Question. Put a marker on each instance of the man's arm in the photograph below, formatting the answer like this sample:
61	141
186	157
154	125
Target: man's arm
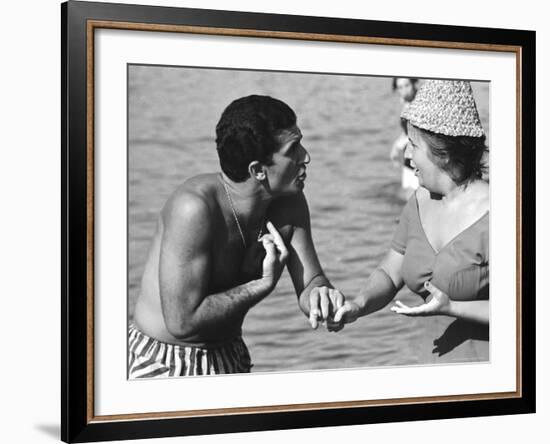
316	295
185	271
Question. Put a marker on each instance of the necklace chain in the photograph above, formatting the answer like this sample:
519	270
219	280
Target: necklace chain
234	212
260	231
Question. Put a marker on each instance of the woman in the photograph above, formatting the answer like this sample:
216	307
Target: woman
406	89
441	246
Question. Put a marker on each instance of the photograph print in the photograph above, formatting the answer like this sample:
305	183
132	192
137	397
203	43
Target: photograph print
289	221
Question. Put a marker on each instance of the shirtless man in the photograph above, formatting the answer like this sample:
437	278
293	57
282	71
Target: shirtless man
221	244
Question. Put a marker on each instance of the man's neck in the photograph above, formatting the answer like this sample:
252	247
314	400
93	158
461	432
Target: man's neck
249	199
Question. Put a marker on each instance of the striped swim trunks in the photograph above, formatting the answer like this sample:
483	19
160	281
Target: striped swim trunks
150	358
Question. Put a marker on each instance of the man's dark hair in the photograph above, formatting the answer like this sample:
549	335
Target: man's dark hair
462	157
246	132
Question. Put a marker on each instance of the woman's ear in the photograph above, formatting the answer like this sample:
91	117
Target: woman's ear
257	170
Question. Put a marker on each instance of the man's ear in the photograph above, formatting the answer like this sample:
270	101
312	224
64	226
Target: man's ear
257	170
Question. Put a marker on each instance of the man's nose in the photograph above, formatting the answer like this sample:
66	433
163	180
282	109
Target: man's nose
307	157
407	151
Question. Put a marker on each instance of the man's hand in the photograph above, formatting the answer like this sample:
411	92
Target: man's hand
276	255
348	313
324	302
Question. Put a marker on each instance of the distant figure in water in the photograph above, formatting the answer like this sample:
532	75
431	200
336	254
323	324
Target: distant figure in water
406	88
440	249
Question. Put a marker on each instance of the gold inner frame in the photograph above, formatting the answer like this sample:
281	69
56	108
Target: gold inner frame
95	24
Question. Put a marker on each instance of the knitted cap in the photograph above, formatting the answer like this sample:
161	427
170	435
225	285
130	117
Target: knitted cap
445	107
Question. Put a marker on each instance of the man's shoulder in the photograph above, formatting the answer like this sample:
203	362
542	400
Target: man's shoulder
289	210
192	201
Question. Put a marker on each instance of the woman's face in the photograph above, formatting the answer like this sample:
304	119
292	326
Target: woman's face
429	173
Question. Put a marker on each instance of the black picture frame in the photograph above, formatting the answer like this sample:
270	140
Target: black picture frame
78	423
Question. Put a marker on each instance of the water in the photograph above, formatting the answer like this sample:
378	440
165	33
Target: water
349	124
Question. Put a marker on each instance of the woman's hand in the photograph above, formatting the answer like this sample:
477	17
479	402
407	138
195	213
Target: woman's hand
439	304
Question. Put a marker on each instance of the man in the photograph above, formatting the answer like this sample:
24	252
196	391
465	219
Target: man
220	247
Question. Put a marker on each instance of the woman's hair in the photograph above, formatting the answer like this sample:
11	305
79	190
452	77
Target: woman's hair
246	132
394	81
462	157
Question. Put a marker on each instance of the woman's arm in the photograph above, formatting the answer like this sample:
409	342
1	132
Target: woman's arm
381	287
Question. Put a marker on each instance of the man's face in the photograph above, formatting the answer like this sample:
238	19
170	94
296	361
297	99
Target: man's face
287	173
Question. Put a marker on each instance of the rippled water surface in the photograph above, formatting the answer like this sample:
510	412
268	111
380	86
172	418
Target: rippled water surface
349	124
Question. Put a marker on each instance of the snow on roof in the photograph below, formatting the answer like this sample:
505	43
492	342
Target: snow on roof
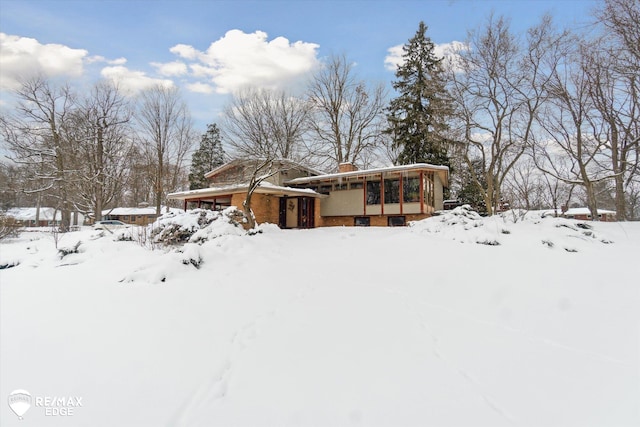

####

* [Required action] Your answer must be an exact copy of the listing, with every picture omitted.

* [Solution to the problem]
Question. Put a marker on each instance of the man's arm in the photograph below, formatting the answer like this sample:
61	141
186	157
154	125
Target: man's arm
316	295
185	271
Question. Put a marker on each instance of the necklace chain in the photograph above, formatting the answer like this sample:
519	270
219	280
Target: necklace chain
234	212
260	231
Question. Put a marker on each instance of the woman in the photograph above, formatting the answer like this sample:
216	307
Target: woman
406	89
441	246
Question. Put a marker on each instance of the photograph print in the photograph above, formatting the answer like this sample:
305	183
132	192
137	397
203	43
Target: photograph print
289	221
Question. Put a marker on each instance of the shirtless man in the photograph above, formatting the answer like this sample:
437	278
293	57
282	71
Target: shirtless man
221	244
Question. Put a marker on each instance of the man's neck in the photograph above, formatting the answer like this sample:
252	247
314	400
93	158
461	432
Target: man's neck
249	199
Question. Put a marker on each instance of the striped swim trunks in the photograph above, formatting the answer like this sample:
483	19
160	281
Target: striped swim trunks
150	358
Question. Put a marker on each instance of the man's dark hair in the photograph above, formatting the answer like this sample:
549	335
Target: man's dark hair
462	157
246	132
Question. Put a marker on each instance of the woman's ear in the photograph above, formatting the answer like this sample:
91	117
Target: woman's ear
257	170
Question. Put a marker on each instance of the man's ear in the photograph above, formatting the answer like this sample:
270	101
312	224
64	226
Target: man's ear
257	170
Question. Put a marker on each instance of the man's nose in the photograph above, formatting the answer like this sample:
66	433
163	180
282	109
Target: man's nose
307	157
407	151
Question. Put a marker on each instance of the man's hand in the photograph above, formatting the answer like this sample:
411	92
Target: man's hand
276	255
348	313
324	302
Question. Put a marker on each instance of the distant figure in water in the photograph above, formatting the answer like this sample:
532	75
431	200
336	254
323	324
Target: distant figure in water
406	88
440	249
Question. Put a marker on each instance of the gold inner frame in the photograph above, formatting the answer like this sample:
281	69
56	108
Target: gold inner frame
95	24
Question. Put a marker on each instance of the knitted cap in the photograph above, formatting the answer like this sample:
161	427
170	435
225	285
130	117
Target: knitted cap
445	107
Question. Put a marker on each instance of the man's shoulder in the photograph above, formatting the answer like this sample:
203	362
542	400
Target: man's shoulder
289	210
192	201
Question. Put a marker on each instance of the woman's face in the photograph above, formatting the answer like this sample:
304	119
292	326
Target: woman's face
429	173
Question. Put a marker on each instance of the black picture frame in the photograph above, formatting the answer like this sample:
270	140
Target: black picture frame
78	423
Question. Put a marker on each instance of the water in the photograph above, formatting the answer like this sample:
378	440
165	33
Target: water
349	124
Question. Put a marker on each instance of the woman's hand in the photograph above, formatting the answer like this sample:
477	17
479	402
407	138
195	213
Target: woman's hand
439	304
Question. Put a marker on each instance of the man in the photograph above, formatting the answer like this sample:
24	252
196	391
465	219
Target: man
220	247
Question. Put a marker on each instance of the woman's hair in the photograph above, formatting the answer like this sample:
11	305
79	190
452	77
Target: woman's hair
246	132
394	81
462	157
Question. Put a marker on each instance of the woman's arm in the photograph above, formatting the answer like this sample:
409	342
1	132
Target: woman's arm
381	287
Question. Put a marker on each instance of the man's face in the photograph above, formatting the answer like this sample:
238	19
170	94
296	361
297	99
Target: man's face
287	173
Question. Put a marker on each instance of the rippled water surface in the photograph above, formatting the answer like this sample:
510	412
268	111
380	86
172	418
Target: rippled water surface
349	124
Question. Put a marker on each instance of the snow on roof in the photograph below, formatting the answer like this sample:
505	43
492	342
Target: snow on roof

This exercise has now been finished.